Retype everything below, from the line that contains "For the shelf-compliance log, identify each instance of the red" down to the final line, with no changes at all.
■ ■ ■
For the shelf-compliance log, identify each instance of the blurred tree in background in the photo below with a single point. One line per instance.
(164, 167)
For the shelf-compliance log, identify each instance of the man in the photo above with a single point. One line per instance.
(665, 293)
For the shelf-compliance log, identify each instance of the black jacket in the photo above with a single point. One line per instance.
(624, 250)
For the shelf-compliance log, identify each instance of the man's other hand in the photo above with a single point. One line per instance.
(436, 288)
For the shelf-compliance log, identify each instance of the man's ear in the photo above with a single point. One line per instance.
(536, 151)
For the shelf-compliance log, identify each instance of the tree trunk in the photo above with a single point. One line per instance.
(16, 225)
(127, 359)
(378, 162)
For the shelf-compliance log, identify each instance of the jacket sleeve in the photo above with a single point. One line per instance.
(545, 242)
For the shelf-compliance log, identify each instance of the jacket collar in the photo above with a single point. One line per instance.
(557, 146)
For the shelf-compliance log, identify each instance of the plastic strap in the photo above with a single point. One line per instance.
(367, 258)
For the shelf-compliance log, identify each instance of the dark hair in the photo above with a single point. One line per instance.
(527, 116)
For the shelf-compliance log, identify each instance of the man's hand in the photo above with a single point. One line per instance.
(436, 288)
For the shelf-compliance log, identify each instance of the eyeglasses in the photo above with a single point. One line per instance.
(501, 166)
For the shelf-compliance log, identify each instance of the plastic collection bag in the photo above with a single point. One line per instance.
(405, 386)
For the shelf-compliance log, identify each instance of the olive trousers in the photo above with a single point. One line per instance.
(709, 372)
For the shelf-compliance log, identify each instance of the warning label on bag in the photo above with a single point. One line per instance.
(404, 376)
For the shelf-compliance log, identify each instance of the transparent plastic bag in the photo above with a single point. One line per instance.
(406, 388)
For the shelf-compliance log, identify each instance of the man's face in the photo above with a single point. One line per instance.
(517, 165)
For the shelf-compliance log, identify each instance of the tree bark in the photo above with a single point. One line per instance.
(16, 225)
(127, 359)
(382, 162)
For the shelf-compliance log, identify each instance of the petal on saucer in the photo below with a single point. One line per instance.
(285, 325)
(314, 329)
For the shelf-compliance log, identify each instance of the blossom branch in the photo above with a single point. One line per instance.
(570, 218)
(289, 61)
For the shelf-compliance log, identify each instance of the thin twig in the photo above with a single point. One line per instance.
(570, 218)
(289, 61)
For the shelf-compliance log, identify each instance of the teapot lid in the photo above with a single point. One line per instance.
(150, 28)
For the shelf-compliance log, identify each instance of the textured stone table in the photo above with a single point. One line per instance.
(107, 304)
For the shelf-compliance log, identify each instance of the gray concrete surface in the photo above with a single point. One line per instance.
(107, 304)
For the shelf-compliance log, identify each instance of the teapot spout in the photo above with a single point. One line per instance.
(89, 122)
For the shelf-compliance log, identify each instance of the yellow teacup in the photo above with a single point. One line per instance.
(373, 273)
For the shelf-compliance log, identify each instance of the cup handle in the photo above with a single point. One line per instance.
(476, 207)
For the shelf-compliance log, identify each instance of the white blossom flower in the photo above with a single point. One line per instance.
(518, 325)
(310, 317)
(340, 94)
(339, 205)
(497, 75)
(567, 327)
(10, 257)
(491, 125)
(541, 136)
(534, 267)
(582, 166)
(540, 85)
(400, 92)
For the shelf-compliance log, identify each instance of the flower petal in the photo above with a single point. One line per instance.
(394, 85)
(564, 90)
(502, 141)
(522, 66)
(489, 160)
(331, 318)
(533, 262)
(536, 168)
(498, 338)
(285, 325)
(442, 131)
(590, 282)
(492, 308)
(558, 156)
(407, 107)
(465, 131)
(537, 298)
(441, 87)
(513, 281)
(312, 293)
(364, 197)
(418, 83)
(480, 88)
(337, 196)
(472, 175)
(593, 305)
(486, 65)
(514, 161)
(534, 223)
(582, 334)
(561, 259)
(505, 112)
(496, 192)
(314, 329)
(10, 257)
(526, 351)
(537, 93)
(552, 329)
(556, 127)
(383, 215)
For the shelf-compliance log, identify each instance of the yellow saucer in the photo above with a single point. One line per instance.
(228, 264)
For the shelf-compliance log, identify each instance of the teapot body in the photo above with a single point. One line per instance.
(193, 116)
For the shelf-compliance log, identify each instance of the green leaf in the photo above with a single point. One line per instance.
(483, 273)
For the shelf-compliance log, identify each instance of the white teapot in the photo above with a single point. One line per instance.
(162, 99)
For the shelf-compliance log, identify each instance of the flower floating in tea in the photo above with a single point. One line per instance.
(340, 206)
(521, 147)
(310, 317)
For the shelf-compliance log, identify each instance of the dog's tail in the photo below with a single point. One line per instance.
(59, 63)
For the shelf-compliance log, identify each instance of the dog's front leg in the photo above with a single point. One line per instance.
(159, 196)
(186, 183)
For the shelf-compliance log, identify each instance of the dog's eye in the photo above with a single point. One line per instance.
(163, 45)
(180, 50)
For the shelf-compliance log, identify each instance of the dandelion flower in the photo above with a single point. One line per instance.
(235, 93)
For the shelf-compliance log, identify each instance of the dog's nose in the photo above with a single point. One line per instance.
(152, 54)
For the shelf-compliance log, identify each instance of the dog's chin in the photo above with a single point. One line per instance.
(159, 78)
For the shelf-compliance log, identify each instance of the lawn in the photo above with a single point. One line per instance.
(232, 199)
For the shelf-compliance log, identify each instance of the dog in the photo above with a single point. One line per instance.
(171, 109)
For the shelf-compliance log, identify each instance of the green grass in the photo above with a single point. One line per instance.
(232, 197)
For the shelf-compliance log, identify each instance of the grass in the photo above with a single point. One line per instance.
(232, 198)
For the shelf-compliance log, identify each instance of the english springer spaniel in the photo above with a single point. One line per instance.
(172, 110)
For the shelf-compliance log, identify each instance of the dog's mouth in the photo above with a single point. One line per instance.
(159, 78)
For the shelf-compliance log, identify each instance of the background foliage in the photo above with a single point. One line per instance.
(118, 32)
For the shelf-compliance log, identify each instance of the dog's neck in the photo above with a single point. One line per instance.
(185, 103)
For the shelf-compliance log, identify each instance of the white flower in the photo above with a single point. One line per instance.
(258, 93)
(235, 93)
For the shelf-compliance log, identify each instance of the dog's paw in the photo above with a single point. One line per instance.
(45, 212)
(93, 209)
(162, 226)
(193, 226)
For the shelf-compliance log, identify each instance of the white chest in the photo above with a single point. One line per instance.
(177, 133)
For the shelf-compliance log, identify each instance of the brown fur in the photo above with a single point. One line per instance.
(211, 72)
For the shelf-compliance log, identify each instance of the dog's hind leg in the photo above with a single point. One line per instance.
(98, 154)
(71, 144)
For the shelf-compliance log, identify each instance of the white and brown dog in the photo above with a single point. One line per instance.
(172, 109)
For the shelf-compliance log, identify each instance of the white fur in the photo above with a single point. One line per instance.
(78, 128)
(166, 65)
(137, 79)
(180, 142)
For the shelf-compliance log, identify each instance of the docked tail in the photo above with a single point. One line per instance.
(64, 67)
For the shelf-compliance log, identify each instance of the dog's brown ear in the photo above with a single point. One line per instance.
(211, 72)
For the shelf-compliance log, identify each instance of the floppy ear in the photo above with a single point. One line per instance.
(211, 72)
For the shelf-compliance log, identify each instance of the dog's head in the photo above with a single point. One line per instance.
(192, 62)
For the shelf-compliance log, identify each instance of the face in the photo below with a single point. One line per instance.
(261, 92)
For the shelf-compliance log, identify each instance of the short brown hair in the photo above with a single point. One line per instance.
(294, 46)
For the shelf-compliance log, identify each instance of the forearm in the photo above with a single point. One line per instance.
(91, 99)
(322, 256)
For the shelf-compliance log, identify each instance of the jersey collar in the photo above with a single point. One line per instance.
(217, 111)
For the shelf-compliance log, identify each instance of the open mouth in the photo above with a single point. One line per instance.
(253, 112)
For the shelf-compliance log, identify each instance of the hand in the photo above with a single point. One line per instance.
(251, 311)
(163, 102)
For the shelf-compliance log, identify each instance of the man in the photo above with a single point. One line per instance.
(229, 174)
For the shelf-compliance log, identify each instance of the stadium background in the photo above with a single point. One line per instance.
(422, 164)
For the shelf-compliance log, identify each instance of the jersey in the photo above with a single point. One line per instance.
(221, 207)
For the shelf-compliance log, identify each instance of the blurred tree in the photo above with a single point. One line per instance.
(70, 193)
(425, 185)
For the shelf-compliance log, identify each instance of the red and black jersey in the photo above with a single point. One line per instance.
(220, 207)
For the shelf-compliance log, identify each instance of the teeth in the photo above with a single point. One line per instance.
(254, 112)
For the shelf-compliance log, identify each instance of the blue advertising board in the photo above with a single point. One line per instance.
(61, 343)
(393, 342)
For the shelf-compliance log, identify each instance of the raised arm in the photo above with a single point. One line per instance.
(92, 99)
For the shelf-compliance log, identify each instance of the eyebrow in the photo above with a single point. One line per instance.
■ ■ ■
§ Result for this exercise
For the shelf-compliance log, identify each instance of the red and black jersey in the photo above with a single point. One line per instance.
(220, 207)
For the shelf-compliance log, identify each instance of the teeth in the photo above with a single point. One line per instance.
(254, 112)
For the shelf-compliance log, identify each instance of the blue advertising board in the photo above with a single point. One line per instance.
(61, 343)
(393, 342)
For the shelf-compliance log, identify each instance of the raised arm in the photo above with a single point. One line per instance.
(92, 99)
For the shelf-compliance log, identify each instance of the eyebrow in the photo above with a single point. One line per instance.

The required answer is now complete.